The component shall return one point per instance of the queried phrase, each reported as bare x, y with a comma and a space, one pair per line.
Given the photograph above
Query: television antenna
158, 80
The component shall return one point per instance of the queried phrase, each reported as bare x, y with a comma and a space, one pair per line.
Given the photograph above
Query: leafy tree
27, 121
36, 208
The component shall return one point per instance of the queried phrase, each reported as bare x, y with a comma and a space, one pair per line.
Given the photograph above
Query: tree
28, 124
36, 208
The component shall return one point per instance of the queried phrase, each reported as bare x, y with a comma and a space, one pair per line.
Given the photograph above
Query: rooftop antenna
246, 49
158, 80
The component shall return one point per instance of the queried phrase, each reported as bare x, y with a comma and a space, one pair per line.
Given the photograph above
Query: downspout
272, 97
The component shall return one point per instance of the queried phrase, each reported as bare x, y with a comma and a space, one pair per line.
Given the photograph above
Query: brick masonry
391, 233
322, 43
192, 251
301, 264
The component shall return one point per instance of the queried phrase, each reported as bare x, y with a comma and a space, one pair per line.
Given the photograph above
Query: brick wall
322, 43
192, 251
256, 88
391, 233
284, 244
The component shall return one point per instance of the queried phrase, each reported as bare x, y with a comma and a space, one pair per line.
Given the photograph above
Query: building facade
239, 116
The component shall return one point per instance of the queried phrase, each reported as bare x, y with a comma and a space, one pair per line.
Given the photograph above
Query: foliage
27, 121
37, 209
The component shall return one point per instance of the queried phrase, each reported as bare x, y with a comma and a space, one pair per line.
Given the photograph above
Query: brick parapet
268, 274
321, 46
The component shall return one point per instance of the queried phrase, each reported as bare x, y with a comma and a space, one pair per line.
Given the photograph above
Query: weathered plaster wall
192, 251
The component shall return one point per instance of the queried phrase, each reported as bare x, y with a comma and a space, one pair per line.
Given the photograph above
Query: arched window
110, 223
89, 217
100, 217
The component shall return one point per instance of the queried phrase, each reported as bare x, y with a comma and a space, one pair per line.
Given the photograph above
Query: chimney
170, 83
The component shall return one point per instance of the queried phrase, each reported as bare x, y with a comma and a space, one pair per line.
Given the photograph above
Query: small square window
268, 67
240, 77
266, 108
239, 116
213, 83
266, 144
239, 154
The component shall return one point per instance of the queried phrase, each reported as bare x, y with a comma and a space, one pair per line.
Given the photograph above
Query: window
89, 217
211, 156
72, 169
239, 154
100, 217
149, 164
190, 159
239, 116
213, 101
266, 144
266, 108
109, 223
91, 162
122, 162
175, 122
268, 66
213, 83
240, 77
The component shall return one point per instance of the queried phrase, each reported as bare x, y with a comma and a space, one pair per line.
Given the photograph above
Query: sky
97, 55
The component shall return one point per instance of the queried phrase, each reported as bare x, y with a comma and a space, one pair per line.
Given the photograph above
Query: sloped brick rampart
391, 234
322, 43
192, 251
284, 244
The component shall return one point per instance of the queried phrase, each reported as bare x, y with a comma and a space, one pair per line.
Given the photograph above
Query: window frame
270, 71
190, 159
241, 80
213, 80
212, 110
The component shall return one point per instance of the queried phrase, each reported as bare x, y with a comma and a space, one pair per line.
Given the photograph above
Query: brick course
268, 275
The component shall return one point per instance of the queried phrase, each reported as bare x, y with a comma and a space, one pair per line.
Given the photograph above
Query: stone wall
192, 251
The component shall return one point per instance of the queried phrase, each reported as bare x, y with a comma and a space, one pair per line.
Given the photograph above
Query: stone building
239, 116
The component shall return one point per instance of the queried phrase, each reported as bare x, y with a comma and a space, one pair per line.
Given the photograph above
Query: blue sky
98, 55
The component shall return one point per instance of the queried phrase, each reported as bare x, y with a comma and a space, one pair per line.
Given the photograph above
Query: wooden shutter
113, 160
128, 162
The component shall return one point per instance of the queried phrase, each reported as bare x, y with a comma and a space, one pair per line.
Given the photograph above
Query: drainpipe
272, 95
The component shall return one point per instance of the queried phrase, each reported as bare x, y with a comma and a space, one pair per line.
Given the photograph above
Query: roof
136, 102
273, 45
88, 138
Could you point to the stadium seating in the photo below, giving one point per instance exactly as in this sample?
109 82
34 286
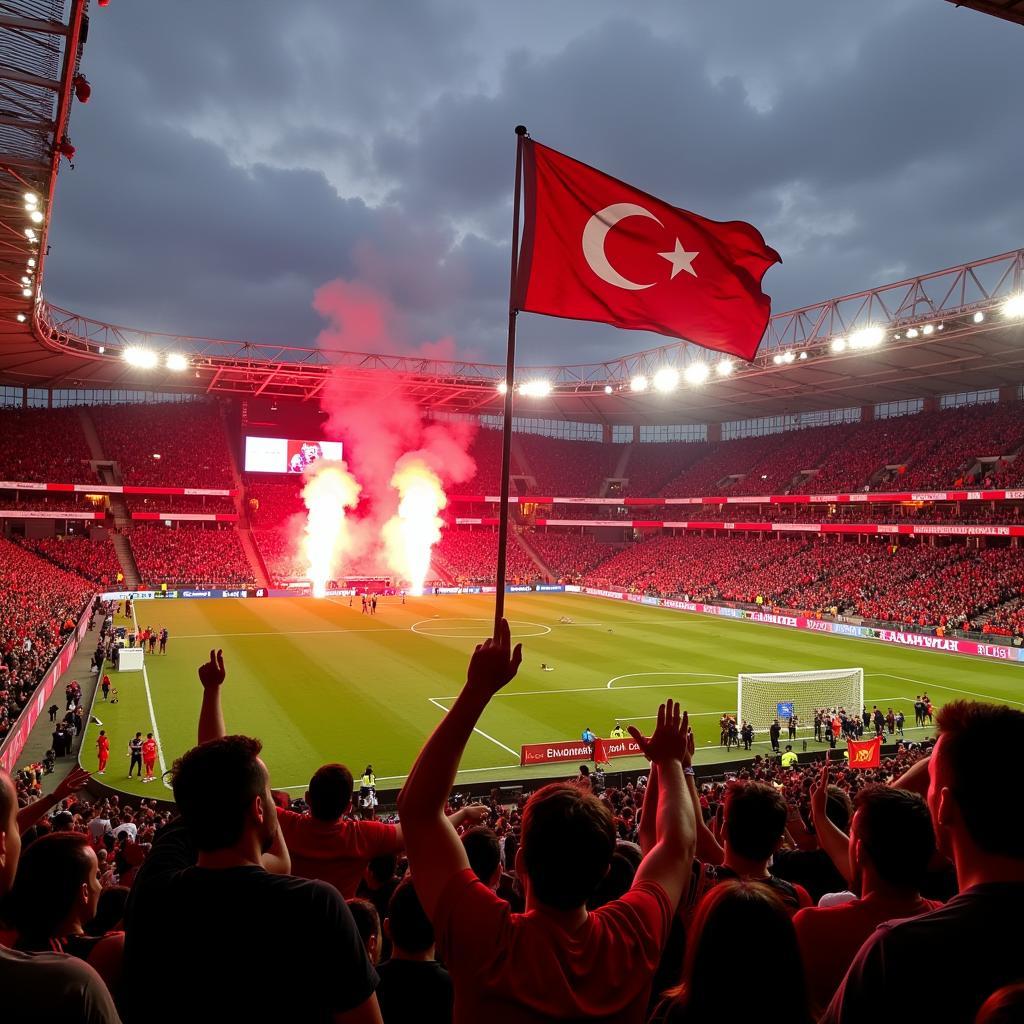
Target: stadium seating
188 438
189 554
470 556
39 606
43 445
94 560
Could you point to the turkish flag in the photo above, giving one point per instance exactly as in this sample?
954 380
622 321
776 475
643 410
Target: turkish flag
864 754
597 249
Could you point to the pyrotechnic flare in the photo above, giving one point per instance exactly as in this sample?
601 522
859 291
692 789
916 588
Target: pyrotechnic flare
412 532
330 491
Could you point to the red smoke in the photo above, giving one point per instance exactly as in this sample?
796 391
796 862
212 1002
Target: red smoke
375 421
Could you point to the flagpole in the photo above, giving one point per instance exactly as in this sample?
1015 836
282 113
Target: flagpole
503 511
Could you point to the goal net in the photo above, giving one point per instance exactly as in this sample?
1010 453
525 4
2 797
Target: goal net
767 696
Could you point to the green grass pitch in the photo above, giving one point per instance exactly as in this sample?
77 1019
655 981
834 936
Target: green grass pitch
317 681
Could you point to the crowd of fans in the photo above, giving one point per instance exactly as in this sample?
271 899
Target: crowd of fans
181 445
39 607
469 556
946 587
189 554
567 556
814 891
43 445
95 560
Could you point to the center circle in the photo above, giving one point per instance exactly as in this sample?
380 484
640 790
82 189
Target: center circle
464 629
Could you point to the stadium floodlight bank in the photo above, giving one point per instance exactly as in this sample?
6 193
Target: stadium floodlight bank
767 696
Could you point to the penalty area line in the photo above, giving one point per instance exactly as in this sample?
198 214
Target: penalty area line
479 732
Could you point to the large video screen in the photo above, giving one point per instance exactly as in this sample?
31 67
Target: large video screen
286 455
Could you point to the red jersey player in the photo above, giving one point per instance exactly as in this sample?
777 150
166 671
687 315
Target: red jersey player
148 756
102 751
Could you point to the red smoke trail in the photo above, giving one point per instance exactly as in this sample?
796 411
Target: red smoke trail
402 463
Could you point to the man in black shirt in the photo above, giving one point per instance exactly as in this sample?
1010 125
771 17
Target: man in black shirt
215 921
413 985
974 944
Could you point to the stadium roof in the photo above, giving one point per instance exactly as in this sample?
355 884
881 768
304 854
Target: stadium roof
1011 10
39 56
927 336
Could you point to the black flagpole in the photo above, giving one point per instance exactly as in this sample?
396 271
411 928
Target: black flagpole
503 512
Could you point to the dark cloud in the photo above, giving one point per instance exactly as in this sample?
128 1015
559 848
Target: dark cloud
230 166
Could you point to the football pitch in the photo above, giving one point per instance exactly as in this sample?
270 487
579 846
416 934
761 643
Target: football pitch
318 681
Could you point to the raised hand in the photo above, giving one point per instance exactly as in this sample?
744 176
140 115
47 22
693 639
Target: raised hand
73 781
494 663
211 674
819 793
671 739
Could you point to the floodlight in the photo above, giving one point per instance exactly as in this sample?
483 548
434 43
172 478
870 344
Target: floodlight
696 374
1014 307
667 379
536 389
141 358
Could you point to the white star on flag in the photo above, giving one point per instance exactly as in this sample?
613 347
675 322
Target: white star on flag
680 259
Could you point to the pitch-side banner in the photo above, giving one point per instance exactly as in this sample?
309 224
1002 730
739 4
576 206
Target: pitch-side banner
546 754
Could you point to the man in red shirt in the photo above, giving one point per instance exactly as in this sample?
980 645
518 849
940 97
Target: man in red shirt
327 845
557 961
102 752
890 846
148 756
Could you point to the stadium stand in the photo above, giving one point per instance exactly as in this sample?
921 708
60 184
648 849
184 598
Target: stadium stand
470 556
94 560
43 445
189 439
189 554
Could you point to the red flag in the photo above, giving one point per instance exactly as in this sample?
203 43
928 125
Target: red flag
864 754
597 249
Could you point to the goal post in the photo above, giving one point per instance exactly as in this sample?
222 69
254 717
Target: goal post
764 696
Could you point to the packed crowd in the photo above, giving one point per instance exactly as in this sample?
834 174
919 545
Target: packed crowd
914 584
190 554
860 888
568 556
181 445
470 556
40 605
44 445
95 560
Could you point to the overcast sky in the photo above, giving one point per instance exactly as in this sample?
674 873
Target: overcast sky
236 158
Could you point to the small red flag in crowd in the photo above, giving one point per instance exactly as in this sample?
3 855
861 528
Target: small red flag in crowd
597 249
864 754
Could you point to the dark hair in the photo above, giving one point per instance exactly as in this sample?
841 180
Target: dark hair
896 830
483 851
981 743
110 910
214 786
615 884
383 867
568 837
49 879
409 926
330 793
1004 1007
731 908
368 921
755 819
839 808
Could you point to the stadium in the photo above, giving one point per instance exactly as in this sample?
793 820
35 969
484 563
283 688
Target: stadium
820 543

□ □ □ □ □ □ □

Problem details - Start at the line containing "Target: pitch-side banner" and return each line up to and including the last line of the material.

Solution for this problem -
Target: pitch-side banner
546 754
Could you point to the man in red shirt in the photo above, giving one point per instance exactly as in this sample?
980 645
518 849
940 97
Target: man in red shirt
327 845
557 961
102 752
890 846
148 756
Could you point to the stadium stand in the photo above, giving one point per instance exactly as in this sample?
921 708
60 184
648 849
184 598
Target: stadium stand
470 556
94 560
43 445
189 439
189 554
Could you point to the red flag in the photo above, giving one point per instance exactly as in this sample?
203 43
928 125
Target: red flag
864 754
597 249
Could you point to the goal post in the photo above, giving one point per instance exactly as in this sample?
222 69
254 717
Target: goal post
764 696
Could you point to the packed crowd in the photo above, giving one point per instance exactly as in this sample?
834 174
919 545
Target: packed crowd
914 584
190 554
860 888
568 556
181 445
470 556
40 605
44 445
95 560
Could you point to the overcast sky in the photo above, giving one point per instance exactly as in this sample?
674 873
Target: overcast sky
236 158
Could you point to the small red flag in crowd in the photo above, giving one point per instance exactly as in this sample?
3 855
861 528
Target: small red flag in crowd
597 249
864 754
Could you point to the dark hair in the photo above, giving one point per instance exactly as in this sample?
841 180
Target: dark hair
896 830
483 851
981 743
110 910
214 786
615 884
383 867
568 837
49 879
409 926
330 793
1004 1007
731 908
368 921
755 819
839 808
Could you point to the stadium in the photo above, giving one point per instance exactly as in this sample?
793 820
35 969
484 563
283 688
Target: stadium
820 543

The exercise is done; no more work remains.